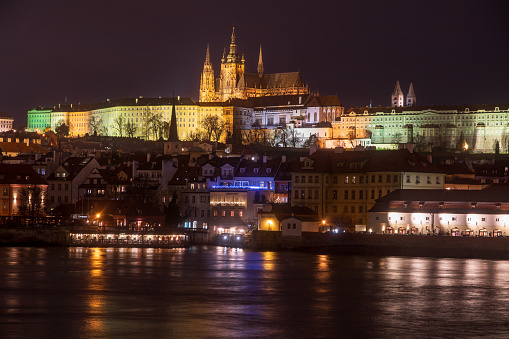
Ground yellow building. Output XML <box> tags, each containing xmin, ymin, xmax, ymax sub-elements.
<box><xmin>200</xmin><ymin>28</ymin><xmax>309</xmax><ymax>102</ymax></box>
<box><xmin>291</xmin><ymin>149</ymin><xmax>445</xmax><ymax>231</ymax></box>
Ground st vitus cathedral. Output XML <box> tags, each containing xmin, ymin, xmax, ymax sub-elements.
<box><xmin>200</xmin><ymin>28</ymin><xmax>309</xmax><ymax>102</ymax></box>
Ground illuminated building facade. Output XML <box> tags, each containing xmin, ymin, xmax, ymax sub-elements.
<box><xmin>199</xmin><ymin>29</ymin><xmax>309</xmax><ymax>102</ymax></box>
<box><xmin>0</xmin><ymin>112</ymin><xmax>14</xmax><ymax>132</ymax></box>
<box><xmin>332</xmin><ymin>105</ymin><xmax>509</xmax><ymax>153</ymax></box>
<box><xmin>368</xmin><ymin>184</ymin><xmax>509</xmax><ymax>237</ymax></box>
<box><xmin>0</xmin><ymin>164</ymin><xmax>48</xmax><ymax>216</ymax></box>
<box><xmin>291</xmin><ymin>149</ymin><xmax>445</xmax><ymax>231</ymax></box>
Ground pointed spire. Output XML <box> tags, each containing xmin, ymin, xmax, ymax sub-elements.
<box><xmin>228</xmin><ymin>26</ymin><xmax>239</xmax><ymax>62</ymax></box>
<box><xmin>258</xmin><ymin>44</ymin><xmax>263</xmax><ymax>78</ymax></box>
<box><xmin>168</xmin><ymin>92</ymin><xmax>180</xmax><ymax>142</ymax></box>
<box><xmin>407</xmin><ymin>83</ymin><xmax>415</xmax><ymax>97</ymax></box>
<box><xmin>406</xmin><ymin>83</ymin><xmax>417</xmax><ymax>106</ymax></box>
<box><xmin>205</xmin><ymin>44</ymin><xmax>210</xmax><ymax>65</ymax></box>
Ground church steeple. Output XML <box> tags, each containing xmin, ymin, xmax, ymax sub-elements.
<box><xmin>258</xmin><ymin>44</ymin><xmax>263</xmax><ymax>78</ymax></box>
<box><xmin>200</xmin><ymin>45</ymin><xmax>216</xmax><ymax>102</ymax></box>
<box><xmin>406</xmin><ymin>83</ymin><xmax>417</xmax><ymax>106</ymax></box>
<box><xmin>391</xmin><ymin>80</ymin><xmax>404</xmax><ymax>107</ymax></box>
<box><xmin>227</xmin><ymin>26</ymin><xmax>239</xmax><ymax>62</ymax></box>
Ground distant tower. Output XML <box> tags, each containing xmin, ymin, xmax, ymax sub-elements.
<box><xmin>219</xmin><ymin>27</ymin><xmax>244</xmax><ymax>101</ymax></box>
<box><xmin>200</xmin><ymin>45</ymin><xmax>216</xmax><ymax>102</ymax></box>
<box><xmin>258</xmin><ymin>44</ymin><xmax>263</xmax><ymax>78</ymax></box>
<box><xmin>164</xmin><ymin>95</ymin><xmax>182</xmax><ymax>154</ymax></box>
<box><xmin>391</xmin><ymin>80</ymin><xmax>405</xmax><ymax>107</ymax></box>
<box><xmin>406</xmin><ymin>83</ymin><xmax>417</xmax><ymax>106</ymax></box>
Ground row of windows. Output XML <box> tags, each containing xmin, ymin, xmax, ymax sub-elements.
<box><xmin>293</xmin><ymin>174</ymin><xmax>399</xmax><ymax>184</ymax></box>
<box><xmin>293</xmin><ymin>189</ymin><xmax>391</xmax><ymax>200</ymax></box>
<box><xmin>210</xmin><ymin>210</ymin><xmax>244</xmax><ymax>218</ymax></box>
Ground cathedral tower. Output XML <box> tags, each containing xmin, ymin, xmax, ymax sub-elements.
<box><xmin>200</xmin><ymin>45</ymin><xmax>216</xmax><ymax>102</ymax></box>
<box><xmin>258</xmin><ymin>45</ymin><xmax>263</xmax><ymax>78</ymax></box>
<box><xmin>391</xmin><ymin>80</ymin><xmax>405</xmax><ymax>107</ymax></box>
<box><xmin>406</xmin><ymin>83</ymin><xmax>417</xmax><ymax>106</ymax></box>
<box><xmin>219</xmin><ymin>27</ymin><xmax>244</xmax><ymax>101</ymax></box>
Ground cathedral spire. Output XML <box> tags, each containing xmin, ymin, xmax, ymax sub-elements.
<box><xmin>406</xmin><ymin>83</ymin><xmax>417</xmax><ymax>106</ymax></box>
<box><xmin>205</xmin><ymin>44</ymin><xmax>210</xmax><ymax>65</ymax></box>
<box><xmin>258</xmin><ymin>44</ymin><xmax>263</xmax><ymax>78</ymax></box>
<box><xmin>168</xmin><ymin>93</ymin><xmax>180</xmax><ymax>142</ymax></box>
<box><xmin>391</xmin><ymin>80</ymin><xmax>404</xmax><ymax>107</ymax></box>
<box><xmin>228</xmin><ymin>26</ymin><xmax>239</xmax><ymax>62</ymax></box>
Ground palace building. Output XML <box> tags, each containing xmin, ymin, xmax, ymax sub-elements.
<box><xmin>199</xmin><ymin>28</ymin><xmax>309</xmax><ymax>102</ymax></box>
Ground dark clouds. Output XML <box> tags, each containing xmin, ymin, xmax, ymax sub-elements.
<box><xmin>0</xmin><ymin>0</ymin><xmax>509</xmax><ymax>125</ymax></box>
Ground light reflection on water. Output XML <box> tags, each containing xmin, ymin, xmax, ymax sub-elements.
<box><xmin>0</xmin><ymin>247</ymin><xmax>509</xmax><ymax>338</ymax></box>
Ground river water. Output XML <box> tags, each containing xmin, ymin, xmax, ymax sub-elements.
<box><xmin>0</xmin><ymin>247</ymin><xmax>509</xmax><ymax>338</ymax></box>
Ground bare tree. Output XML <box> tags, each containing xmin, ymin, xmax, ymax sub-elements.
<box><xmin>201</xmin><ymin>115</ymin><xmax>225</xmax><ymax>141</ymax></box>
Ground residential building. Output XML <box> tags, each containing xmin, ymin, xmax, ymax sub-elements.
<box><xmin>368</xmin><ymin>184</ymin><xmax>509</xmax><ymax>237</ymax></box>
<box><xmin>291</xmin><ymin>149</ymin><xmax>445</xmax><ymax>231</ymax></box>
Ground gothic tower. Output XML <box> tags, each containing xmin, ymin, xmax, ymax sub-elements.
<box><xmin>219</xmin><ymin>27</ymin><xmax>244</xmax><ymax>101</ymax></box>
<box><xmin>258</xmin><ymin>45</ymin><xmax>263</xmax><ymax>78</ymax></box>
<box><xmin>200</xmin><ymin>45</ymin><xmax>216</xmax><ymax>102</ymax></box>
<box><xmin>391</xmin><ymin>80</ymin><xmax>405</xmax><ymax>107</ymax></box>
<box><xmin>406</xmin><ymin>83</ymin><xmax>417</xmax><ymax>106</ymax></box>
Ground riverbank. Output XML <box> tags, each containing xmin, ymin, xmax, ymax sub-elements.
<box><xmin>288</xmin><ymin>234</ymin><xmax>509</xmax><ymax>260</ymax></box>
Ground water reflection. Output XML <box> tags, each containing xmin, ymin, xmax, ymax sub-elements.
<box><xmin>0</xmin><ymin>247</ymin><xmax>509</xmax><ymax>338</ymax></box>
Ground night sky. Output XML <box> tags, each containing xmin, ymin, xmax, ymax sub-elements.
<box><xmin>0</xmin><ymin>0</ymin><xmax>509</xmax><ymax>126</ymax></box>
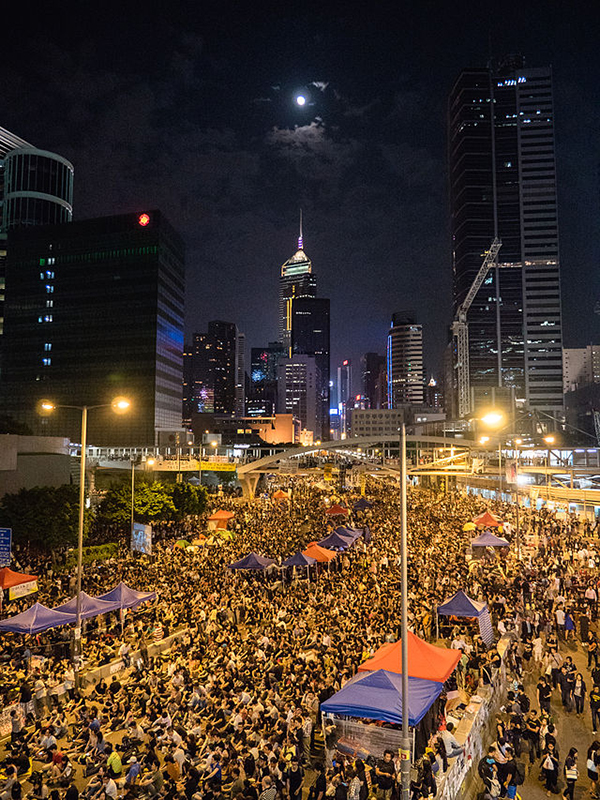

_ _ _ _ _ _ _

== STATED PROBLEM ==
How many lines in the rows above contain the word "reflection"? Give only the number.

== RESULT BELOW ==
2